[ПРИМЕНИТЕ ПРОЧИТАННОЕ]:
a – Выведите без изменений часть фрагмента о Гроссмане, начиная со слов «И когда он сказал» и далее вплоть до слов «виновности оставило ее.».
b – Продолжите фрагмент о Гроссмане и людях революции после его последнего предложения.

И когда он сказал это, она почувствовала, что ей не хочется вспоминать о тяжелых днях, перешедших уже в прошлое. Она была счастлива. Она снова почувствовала себя легко и спокойно — ощущение виновности оставило ее.
Ощущение виновности вообще не свойственно этим людям. И это, — повторяю, — не индивидуальная, а некая родовая их черта. Она неотделима от сознания важности, значительности, величия того дела, которому они служат, которому отдали свою жизнь. И из этого же сознания безусловной своей правоты выросла и другая, главная их родовая черта — бесчеловечность.
К тому времени, когда был написан (вернее, дописан, завершен) рассказ «Несколько печальных дней», этот вывод у Гроссмана уже выкристаллизовался, обрел характер глубоко продуманной, выношенной, всем опытом его писательской жизни выстраданной формулы:
Они сидели в кабинетах, с телефонами и секретарями, они сменили гимнастерки на пиджаки и галстуки, они ездили в автомобилях, получили вкус к хорошему вину, к Кисловодску, к знаменитым врачам, и все же пора буденовок, кожаных курток, пшена, рваных сапог, планетарных идей и мировой коммуны осталась высшей порой их жизни. Не ради своих дач, легковых автомобилей строили они новое государство. Оно строилось ради революции. И во имя революции и новой, без помещиков и капиталистов, России приносились жертвы, совершались жестокости и насилия…
Они ненавидели буржуазию, дворянство, мещан, обывателей, предателей рабочего класса — меньшевиков и социалистов-революционеров, крепких мужичков, оппортунистов, военспецев, продажное буржуазное искусство, продавшуюся буржуазии профессуру, франтов в галстуках, врачей, занимавшихся частной практикой, женщин, пудривших носы и щеголявших в шелковых чулках, студентов-белоподкладочников, попов, раввинов, инженеров, носивших фуражку с кокардой, поэтов, подобно Фету, пишущих растленные стишки о красоте природы…
Сердца этих людей, заливших землю большой кровью, так много и страстно ненавидевших, были детски беззлобны. Это были сердца фанатиков, быть может, безумцев. Они ненавидели ради любви.
Они стали динамитом, которым партия разрушила старую Россию, расчищая простор для котлованов новых строек, для гранита великой государственности.
А рядом с динамитчиками встали первые строители. Их пафос был обращен на создание партийно-государственного аппарата, на создание фабрик и заводов, прокладывание железных и шоссейных дорог, рытье каналов, механизацию нового сельского хозяйства.

[СОХРАНЕННЫЕ ДАННЫЕ]:
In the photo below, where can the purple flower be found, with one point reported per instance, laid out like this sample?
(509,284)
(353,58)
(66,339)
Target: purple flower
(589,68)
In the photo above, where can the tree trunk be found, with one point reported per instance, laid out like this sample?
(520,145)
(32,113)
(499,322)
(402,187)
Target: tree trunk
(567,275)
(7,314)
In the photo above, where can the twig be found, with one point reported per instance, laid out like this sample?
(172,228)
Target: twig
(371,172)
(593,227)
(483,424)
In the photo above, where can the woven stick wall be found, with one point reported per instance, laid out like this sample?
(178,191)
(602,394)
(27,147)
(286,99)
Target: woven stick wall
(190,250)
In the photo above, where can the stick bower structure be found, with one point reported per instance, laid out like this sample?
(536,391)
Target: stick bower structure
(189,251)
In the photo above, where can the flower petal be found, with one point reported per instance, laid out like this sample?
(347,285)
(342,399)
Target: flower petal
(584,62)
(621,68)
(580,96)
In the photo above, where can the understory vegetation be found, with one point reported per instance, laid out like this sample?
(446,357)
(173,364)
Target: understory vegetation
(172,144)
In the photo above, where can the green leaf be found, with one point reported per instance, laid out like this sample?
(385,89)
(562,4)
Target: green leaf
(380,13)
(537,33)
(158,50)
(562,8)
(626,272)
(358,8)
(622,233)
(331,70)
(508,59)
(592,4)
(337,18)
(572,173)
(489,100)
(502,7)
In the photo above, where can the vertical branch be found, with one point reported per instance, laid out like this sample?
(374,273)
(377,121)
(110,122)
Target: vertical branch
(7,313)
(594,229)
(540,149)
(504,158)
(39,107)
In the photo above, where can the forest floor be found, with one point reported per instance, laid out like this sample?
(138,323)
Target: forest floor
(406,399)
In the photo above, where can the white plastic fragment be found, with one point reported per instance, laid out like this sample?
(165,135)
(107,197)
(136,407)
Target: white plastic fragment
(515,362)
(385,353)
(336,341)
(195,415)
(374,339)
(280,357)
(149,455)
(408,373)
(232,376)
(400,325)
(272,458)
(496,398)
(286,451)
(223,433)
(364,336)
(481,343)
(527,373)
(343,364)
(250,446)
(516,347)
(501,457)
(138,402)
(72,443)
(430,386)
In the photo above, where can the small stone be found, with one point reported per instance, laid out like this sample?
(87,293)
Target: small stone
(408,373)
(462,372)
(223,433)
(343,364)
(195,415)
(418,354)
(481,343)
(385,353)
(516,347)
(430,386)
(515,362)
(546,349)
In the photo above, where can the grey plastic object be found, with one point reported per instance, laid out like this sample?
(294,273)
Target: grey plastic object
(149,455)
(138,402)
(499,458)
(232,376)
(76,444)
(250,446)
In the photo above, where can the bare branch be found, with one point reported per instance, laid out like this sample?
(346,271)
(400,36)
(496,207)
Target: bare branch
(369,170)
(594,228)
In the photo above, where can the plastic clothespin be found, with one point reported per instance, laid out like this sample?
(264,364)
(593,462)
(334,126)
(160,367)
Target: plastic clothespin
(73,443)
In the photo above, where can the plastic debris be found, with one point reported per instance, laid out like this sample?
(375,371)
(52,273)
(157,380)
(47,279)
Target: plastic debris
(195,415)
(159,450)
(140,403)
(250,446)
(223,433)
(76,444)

[НАБОР ОТВЕТОВ]:
a –
И когда он сказал это, она почувствовала, что ей не хочется вспоминать о тяжелых днях, перешедших уже в прошлое. Она была счастлива. Она снова почувствовала себя легко и спокойно — ощущение виновности оставило ее.

b –
Это были первые красные купцы, зачинщики советского чугуна, ситца, самолетов. Они, не ведая дня и ночи, сибирской стужи и зноя Каракумов, закладывали котлованы и возводили стены небоскреба.
Гвахария, Франкфурт, Завенягин, Гугель…
Считанные из них умерли своей смертью.
Рядом с ними работали партийные лидеры, создатели и управители национальных советских республик, краев и областей — Пос-тышев, Киров, Варейкис, Бетал Калмыков, Файзулла Ходжаев, Мендель Хатаевич, Эйхе…
Ни один из них не умер своей смертью.
Это были яркие люди: ораторы, книжники, знатоки философии, любители поэзии, охотники, бражники.
Их телефоны звенели круглосуточно, их секретари работали в три смены, но в отличие от фанатиков и мечтателей они умели отдыхать — знали толк в просторных, светлых дачах, в охоте на кабанов и горных коз, в веселых многочасовых воскресных обедах, в армянском коньяке и грузинских винах. Они уж не ходили зимой в рваных кожанках, и габардин их солдатских, сталинских гимнастерок стоил дороже английского сукна.
Всех их отличала энергия, воля и полная бесчеловечность. Все они — и поклонники природы, и любители поэзии и музыки, и весельчаки — были бесчеловечны.
Последний абзац читается как приговор. Окончательный, никакому пересмотру не подлежащий. Но весь этот взволнованный монолог звучит как реквием. И по отношению к этому реквиему, пожалуй, тоже была бы уместна та, давнишняя, скептическая, отрезвляющая, так раздражившая его когда-то реплика Эренбурга: «Не понимаю, чем вы в товарищах так восхищаетесь?»